- _The task_
Reproduce each entry below exactly as it appears.

- _Records provided_
※

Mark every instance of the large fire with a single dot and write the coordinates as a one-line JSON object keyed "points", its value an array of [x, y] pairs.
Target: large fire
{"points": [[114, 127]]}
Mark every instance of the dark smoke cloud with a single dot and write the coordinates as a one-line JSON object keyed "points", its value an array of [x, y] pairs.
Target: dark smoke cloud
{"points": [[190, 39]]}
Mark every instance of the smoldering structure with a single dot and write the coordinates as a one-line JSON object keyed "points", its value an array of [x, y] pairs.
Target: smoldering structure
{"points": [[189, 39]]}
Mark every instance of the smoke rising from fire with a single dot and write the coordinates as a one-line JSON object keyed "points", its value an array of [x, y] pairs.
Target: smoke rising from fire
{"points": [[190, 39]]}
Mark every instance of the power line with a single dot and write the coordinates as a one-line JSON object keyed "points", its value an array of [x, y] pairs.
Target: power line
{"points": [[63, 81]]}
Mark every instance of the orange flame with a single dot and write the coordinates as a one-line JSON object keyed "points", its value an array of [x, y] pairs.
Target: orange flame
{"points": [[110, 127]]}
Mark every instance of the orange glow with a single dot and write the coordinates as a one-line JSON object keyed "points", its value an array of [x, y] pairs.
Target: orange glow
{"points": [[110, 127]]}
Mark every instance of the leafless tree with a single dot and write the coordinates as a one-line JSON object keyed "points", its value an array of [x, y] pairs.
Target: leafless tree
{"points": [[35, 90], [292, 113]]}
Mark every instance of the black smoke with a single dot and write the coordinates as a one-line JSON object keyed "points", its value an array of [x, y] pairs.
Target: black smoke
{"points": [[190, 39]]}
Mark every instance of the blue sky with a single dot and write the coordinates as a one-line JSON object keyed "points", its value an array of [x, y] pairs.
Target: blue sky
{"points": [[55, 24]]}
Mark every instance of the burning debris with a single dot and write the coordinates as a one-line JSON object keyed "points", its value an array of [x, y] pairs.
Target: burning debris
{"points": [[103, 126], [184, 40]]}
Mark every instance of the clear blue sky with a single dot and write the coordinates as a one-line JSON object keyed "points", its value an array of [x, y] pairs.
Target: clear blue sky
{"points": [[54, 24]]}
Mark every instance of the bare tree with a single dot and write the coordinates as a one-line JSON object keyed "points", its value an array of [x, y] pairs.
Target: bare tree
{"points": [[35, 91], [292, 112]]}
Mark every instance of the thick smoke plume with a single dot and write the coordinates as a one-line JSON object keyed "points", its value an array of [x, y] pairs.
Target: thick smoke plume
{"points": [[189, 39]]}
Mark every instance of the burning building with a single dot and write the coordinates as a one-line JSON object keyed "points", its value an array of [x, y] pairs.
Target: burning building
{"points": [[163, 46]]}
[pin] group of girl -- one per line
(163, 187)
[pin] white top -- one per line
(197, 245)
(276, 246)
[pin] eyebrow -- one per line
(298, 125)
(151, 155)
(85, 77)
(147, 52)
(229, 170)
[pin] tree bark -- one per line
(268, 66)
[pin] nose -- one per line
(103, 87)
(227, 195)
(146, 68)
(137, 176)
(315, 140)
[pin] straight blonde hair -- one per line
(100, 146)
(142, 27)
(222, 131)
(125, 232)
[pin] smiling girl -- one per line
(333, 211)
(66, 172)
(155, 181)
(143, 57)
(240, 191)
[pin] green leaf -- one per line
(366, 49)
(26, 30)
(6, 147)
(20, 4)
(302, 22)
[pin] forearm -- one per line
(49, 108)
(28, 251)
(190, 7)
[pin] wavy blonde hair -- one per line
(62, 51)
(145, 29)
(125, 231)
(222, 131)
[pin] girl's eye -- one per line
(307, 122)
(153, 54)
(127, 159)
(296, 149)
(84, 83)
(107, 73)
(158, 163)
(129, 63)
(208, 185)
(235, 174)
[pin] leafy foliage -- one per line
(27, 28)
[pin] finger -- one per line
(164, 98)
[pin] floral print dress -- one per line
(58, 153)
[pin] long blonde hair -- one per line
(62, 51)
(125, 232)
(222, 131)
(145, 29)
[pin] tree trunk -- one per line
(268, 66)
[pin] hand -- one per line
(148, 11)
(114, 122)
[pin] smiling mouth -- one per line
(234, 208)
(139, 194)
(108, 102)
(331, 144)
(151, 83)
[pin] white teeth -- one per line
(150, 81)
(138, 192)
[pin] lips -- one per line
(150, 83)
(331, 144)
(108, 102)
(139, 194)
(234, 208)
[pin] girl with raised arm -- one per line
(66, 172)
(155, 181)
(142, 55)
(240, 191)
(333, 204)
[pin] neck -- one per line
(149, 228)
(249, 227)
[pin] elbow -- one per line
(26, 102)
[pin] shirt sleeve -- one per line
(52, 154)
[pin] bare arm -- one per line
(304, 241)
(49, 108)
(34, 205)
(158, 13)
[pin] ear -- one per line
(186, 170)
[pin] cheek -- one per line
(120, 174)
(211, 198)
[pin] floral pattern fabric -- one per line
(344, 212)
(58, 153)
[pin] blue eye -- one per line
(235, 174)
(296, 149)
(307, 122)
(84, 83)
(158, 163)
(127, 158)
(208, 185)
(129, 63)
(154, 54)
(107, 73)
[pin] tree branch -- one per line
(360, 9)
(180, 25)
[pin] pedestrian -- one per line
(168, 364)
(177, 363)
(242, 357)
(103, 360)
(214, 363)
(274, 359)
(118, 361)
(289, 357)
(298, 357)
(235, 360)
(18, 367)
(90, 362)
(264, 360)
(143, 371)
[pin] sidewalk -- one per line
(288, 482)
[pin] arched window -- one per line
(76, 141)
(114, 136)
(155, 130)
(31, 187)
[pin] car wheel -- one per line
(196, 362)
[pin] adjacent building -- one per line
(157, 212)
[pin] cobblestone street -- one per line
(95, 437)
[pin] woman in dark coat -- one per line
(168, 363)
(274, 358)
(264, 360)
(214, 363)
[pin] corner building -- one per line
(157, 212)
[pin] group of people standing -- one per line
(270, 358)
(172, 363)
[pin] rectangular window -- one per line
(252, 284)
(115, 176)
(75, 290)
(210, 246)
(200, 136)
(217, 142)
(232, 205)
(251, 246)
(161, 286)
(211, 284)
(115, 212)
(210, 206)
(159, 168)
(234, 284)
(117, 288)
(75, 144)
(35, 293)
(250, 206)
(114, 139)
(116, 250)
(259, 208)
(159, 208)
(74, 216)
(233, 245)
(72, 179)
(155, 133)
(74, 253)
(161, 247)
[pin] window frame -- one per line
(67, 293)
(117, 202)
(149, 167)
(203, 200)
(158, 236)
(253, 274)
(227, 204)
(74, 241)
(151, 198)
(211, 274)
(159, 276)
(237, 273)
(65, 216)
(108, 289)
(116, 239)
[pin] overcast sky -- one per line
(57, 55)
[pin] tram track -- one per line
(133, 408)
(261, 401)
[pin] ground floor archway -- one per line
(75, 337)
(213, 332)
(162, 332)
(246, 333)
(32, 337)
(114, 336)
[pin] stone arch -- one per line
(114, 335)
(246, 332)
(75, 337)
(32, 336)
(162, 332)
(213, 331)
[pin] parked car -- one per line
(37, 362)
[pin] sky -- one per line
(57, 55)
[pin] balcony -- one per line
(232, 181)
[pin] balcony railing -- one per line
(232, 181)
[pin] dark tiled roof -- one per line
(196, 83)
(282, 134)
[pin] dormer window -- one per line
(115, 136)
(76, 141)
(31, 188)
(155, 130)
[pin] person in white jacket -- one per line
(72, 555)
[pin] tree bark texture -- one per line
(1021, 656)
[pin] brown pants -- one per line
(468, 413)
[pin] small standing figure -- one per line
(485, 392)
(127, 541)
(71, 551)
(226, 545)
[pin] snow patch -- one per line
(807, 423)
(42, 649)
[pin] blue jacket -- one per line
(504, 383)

※

- _Output of the exercise_
Mark every instance of the large fire with a single dot and write the coordinates as a one-line JSON object keyed "points", its value an array of [x, y] pairs.
Target: large fire
{"points": [[114, 127]]}
Mark every instance of the dark smoke cloud with a single dot and write the coordinates as a one-line JSON object keyed "points", its value an array of [x, y] pairs.
Target: dark smoke cloud
{"points": [[190, 39]]}
Mark every instance of the smoldering structure with a single dot and write the coordinates as a one-line JSON object keyed "points", its value an array of [x, y] pairs.
Target: smoldering structure
{"points": [[189, 39]]}
Mark every instance of the smoke rising from fire with a single dot and write the coordinates as a one-line JSON object keyed "points", its value an array of [x, y] pairs.
Target: smoke rising from fire
{"points": [[190, 39]]}
Mark every instance of the power line with a single dot and write the coordinates as a one-line JSON object keyed "points", its value an array of [x, y] pairs.
Target: power line
{"points": [[63, 81]]}
Mark every instance of the orange flame with a single dot and write the coordinates as a one-line JSON object keyed "points", its value an array of [x, y] pairs.
Target: orange flame
{"points": [[110, 127]]}
Mark every instance of the orange glow with a single dot and write the coordinates as a one-line JSON object keyed "points", its value an array of [x, y] pairs.
Target: orange glow
{"points": [[110, 127]]}
Mark every instance of the leafless tree with a single dot and write the coordinates as a one-line JSON object keyed "points", its value an array of [x, y] pairs.
Target: leafless tree
{"points": [[35, 90], [292, 113]]}
Mark every instance of the black smoke with a single dot and write the coordinates as a one-line JSON object keyed "points", its value an array of [x, y] pairs.
Target: black smoke
{"points": [[190, 39]]}
Mark every instance of the blue sky with a single dot and write the coordinates as a one-line JSON object keyed "points", its value an array of [x, y] pairs.
Target: blue sky
{"points": [[55, 24]]}
Mark every instance of the burning debris with a single dot and write the coordinates as a one-line JSON object keyed "points", its value an array of [x, y] pairs.
Target: burning debris
{"points": [[103, 126], [184, 40]]}
Mark every instance of the clear blue sky with a single dot and write the coordinates as a one-line JSON object keyed "points", its value an array of [x, y] pairs.
Target: clear blue sky
{"points": [[54, 24]]}
Mark every instance of the bare tree with a single dot and write the coordinates as a one-line JSON object keyed "points", its value an array of [x, y] pairs.
Target: bare tree
{"points": [[35, 91], [292, 112]]}
Mark every instance of the thick smoke plume with a single dot and write the coordinates as a one-line JSON object keyed "points", its value an array of [x, y] pairs.
Target: thick smoke plume
{"points": [[189, 39]]}
Mark every instance of the burning building with a single dot and write the coordinates as a one-line JSON object keyed "points", its value an array of [x, y] pairs.
Target: burning building
{"points": [[163, 46]]}
[pin] group of girl -- one per line
(163, 187)
[pin] white top -- one per line
(197, 245)
(276, 246)
[pin] eyebrow -- one per line
(298, 125)
(151, 155)
(85, 77)
(147, 52)
(229, 170)
[pin] tree bark -- one per line
(268, 66)
[pin] nose -- one per line
(103, 87)
(227, 195)
(146, 68)
(137, 176)
(315, 140)
[pin] straight blonde hair -- one per line
(100, 146)
(142, 27)
(222, 131)
(125, 232)
[pin] smiling girl -- one per line
(333, 211)
(66, 172)
(155, 181)
(143, 57)
(240, 191)
[pin] green leaf -- one per line
(366, 49)
(26, 30)
(6, 147)
(20, 4)
(302, 22)
[pin] forearm -- one per line
(49, 108)
(28, 251)
(190, 7)
[pin] wavy blonde hair -- one per line
(62, 51)
(145, 29)
(125, 231)
(222, 131)
[pin] girl's eye -- one per line
(307, 122)
(153, 54)
(127, 159)
(296, 149)
(84, 83)
(107, 73)
(158, 163)
(129, 63)
(208, 185)
(235, 174)
[pin] leafy foliage -- one per line
(27, 28)
[pin] finger -- one per line
(164, 98)
[pin] floral print dress -- one per line
(58, 153)
[pin] long blonde hair -- one per line
(62, 51)
(125, 232)
(222, 131)
(145, 29)
[pin] tree trunk -- one per line
(268, 66)
[pin] hand -- one per line
(148, 11)
(114, 122)
[pin] smiling mouth -- one per line
(234, 208)
(139, 194)
(108, 102)
(331, 144)
(151, 83)
[pin] white teeth -- one per line
(150, 81)
(138, 192)
[pin] lips -- one per line
(150, 83)
(331, 144)
(108, 102)
(139, 194)
(234, 208)
[pin] girl with raised arm -- one per line
(66, 172)
(155, 181)
(142, 55)
(240, 191)
(333, 204)
[pin] neck -- one per line
(149, 228)
(249, 227)
[pin] elbow -- one per line
(26, 102)
[pin] shirt sleeve -- one per line
(52, 154)
[pin] bare arm -- one per line
(304, 241)
(49, 108)
(34, 205)
(158, 13)
[pin] ear -- one per line
(186, 170)
[pin] cheek -- one per line
(120, 174)
(211, 198)
[pin] floral pattern fabric -- one per line
(344, 212)
(58, 153)
[pin] blue eye -- one per line
(235, 174)
(296, 149)
(307, 122)
(84, 83)
(158, 163)
(127, 158)
(208, 185)
(129, 63)
(154, 54)
(107, 73)
[pin] tree branch -- one per line
(360, 9)
(180, 25)
[pin] pedestrian -- one per line
(168, 364)
(177, 363)
(242, 357)
(103, 360)
(214, 363)
(274, 359)
(118, 361)
(289, 357)
(298, 357)
(235, 360)
(18, 367)
(90, 362)
(264, 360)
(143, 371)
[pin] sidewalk -- one per line
(288, 482)
[pin] arched window -- one per line
(76, 141)
(114, 136)
(155, 130)
(31, 187)
[pin] car wheel -- one per line
(196, 362)
[pin] adjacent building -- one per line
(157, 212)
[pin] cobblestone street -- one per line
(95, 437)
[pin] woman in dark coat -- one per line
(168, 363)
(274, 358)
(264, 360)
(214, 363)
[pin] corner building -- one per line
(157, 212)
[pin] group of people standing -- one per line
(270, 358)
(172, 363)
[pin] rectangular window -- one per line
(252, 284)
(115, 176)
(75, 290)
(210, 246)
(200, 136)
(217, 142)
(232, 205)
(251, 246)
(161, 286)
(211, 284)
(115, 212)
(210, 206)
(159, 168)
(234, 284)
(117, 288)
(75, 144)
(35, 293)
(250, 206)
(114, 139)
(116, 250)
(259, 208)
(159, 208)
(74, 216)
(233, 245)
(72, 179)
(155, 133)
(74, 253)
(161, 247)
[pin] window frame -- one per line
(67, 293)
(117, 202)
(149, 167)
(203, 200)
(158, 236)
(253, 274)
(227, 204)
(74, 241)
(151, 198)
(211, 274)
(159, 276)
(237, 273)
(65, 216)
(108, 289)
(116, 239)
[pin] overcast sky -- one per line
(57, 55)
[pin] tram track -- one per line
(133, 408)
(261, 401)
[pin] ground floor archway -- one per line
(75, 337)
(213, 332)
(162, 332)
(246, 333)
(32, 337)
(114, 336)
[pin] stone arch -- one per line
(114, 335)
(246, 332)
(75, 337)
(32, 336)
(162, 332)
(213, 331)
[pin] parked car -- one per line
(37, 362)
[pin] sky -- one per line
(57, 55)
[pin] balcony -- one per line
(232, 181)
[pin] balcony railing -- one per line
(232, 181)
[pin] dark tiled roof -- one per line
(196, 83)
(282, 134)
[pin] dormer window -- one per line
(115, 136)
(76, 141)
(31, 188)
(155, 130)
[pin] person in white jacket -- one per line
(72, 555)
[pin] tree bark texture -- one per line
(1021, 656)
[pin] brown pants -- one per line
(468, 413)
[pin] small standing figure -- one per line
(485, 392)
(127, 541)
(71, 551)
(226, 545)
[pin] snow patch -- one per line
(807, 423)
(42, 649)
[pin] blue jacket -- one per line
(504, 383)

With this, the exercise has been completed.